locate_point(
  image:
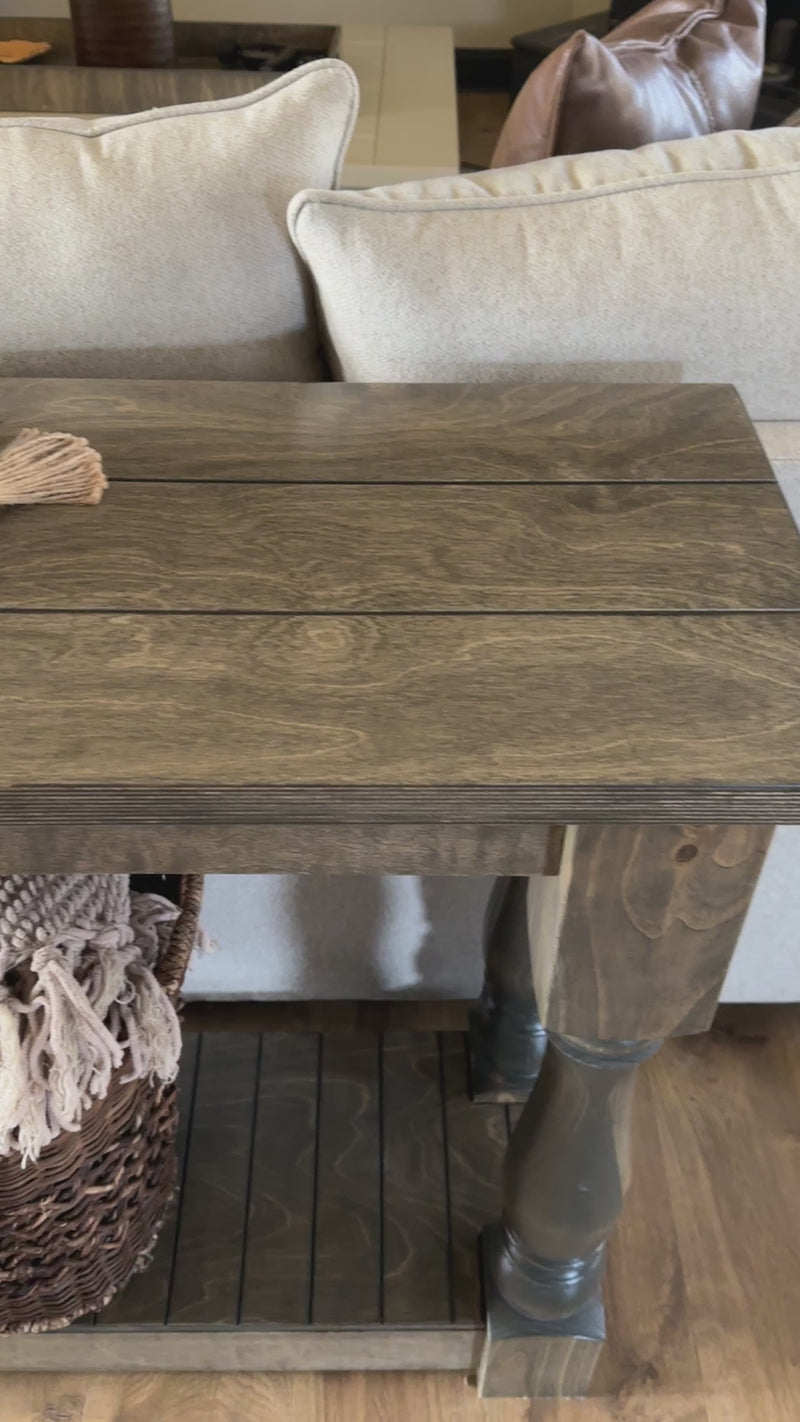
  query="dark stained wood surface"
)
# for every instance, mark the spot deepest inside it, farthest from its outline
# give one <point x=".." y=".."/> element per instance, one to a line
<point x="407" y="434"/>
<point x="54" y="84"/>
<point x="347" y="1232"/>
<point x="618" y="639"/>
<point x="424" y="549"/>
<point x="211" y="1235"/>
<point x="415" y="1182"/>
<point x="634" y="936"/>
<point x="229" y="848"/>
<point x="705" y="1253"/>
<point x="276" y="1284"/>
<point x="476" y="1145"/>
<point x="449" y="714"/>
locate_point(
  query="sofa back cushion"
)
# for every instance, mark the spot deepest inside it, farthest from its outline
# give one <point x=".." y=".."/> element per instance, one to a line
<point x="157" y="246"/>
<point x="678" y="68"/>
<point x="679" y="260"/>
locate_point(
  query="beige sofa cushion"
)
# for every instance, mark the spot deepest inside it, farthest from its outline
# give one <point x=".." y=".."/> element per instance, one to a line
<point x="677" y="260"/>
<point x="157" y="246"/>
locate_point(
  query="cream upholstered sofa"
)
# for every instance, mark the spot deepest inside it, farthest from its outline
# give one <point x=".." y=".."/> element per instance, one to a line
<point x="159" y="246"/>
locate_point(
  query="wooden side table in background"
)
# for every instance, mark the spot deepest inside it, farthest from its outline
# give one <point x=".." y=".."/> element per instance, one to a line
<point x="549" y="633"/>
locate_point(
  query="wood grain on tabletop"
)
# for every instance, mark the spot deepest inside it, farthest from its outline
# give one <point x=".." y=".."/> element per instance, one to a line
<point x="388" y="549"/>
<point x="468" y="706"/>
<point x="418" y="434"/>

**Aim of the exercise**
Everything in the records should be repeated exactly except the images.

**Solution to this problem**
locate_point(
  image:
  query="dark stained wood surface"
)
# for every instance, mark the spot deepest inside it, farthest from its outline
# give one <point x=".." y=".."/> element per instance, one to a line
<point x="407" y="434"/>
<point x="54" y="84"/>
<point x="347" y="1232"/>
<point x="618" y="639"/>
<point x="424" y="549"/>
<point x="211" y="1235"/>
<point x="415" y="1182"/>
<point x="634" y="936"/>
<point x="229" y="848"/>
<point x="705" y="1253"/>
<point x="276" y="1284"/>
<point x="476" y="1145"/>
<point x="449" y="714"/>
locate_point(
  query="sofa back cushion"
)
# for every instance, mark the spot deepest inside it, farthest from its outline
# give one <point x=".." y=".."/> element per instance, one to a line
<point x="157" y="246"/>
<point x="678" y="68"/>
<point x="679" y="260"/>
locate_point(
  query="beige sofa cushion"
)
# for every instance, mark the spot deepest inside it, farthest from its outline
# give one <point x=".." y=".."/> element per instance, one to a line
<point x="677" y="260"/>
<point x="157" y="246"/>
locate_point(
  query="cream upholstered sofa"
)
# for every instance, mark the spot deepest inside it, farthest from its outline
# give one <point x=".." y=".."/> element per instance, one to a line
<point x="159" y="246"/>
locate_point(
  query="wooden side table in background"
)
# for every instance, mark the spot deepest inside it, farthest from its outline
# give one <point x=".." y=".."/> element per instance, one to a line
<point x="549" y="633"/>
locate_point(
  query="wood grain on tabletop"
)
# for every instance, mark the spot deepest inside it, farthest from its outline
# give one <point x=".." y=".."/> element per instance, one to a line
<point x="388" y="549"/>
<point x="468" y="706"/>
<point x="418" y="434"/>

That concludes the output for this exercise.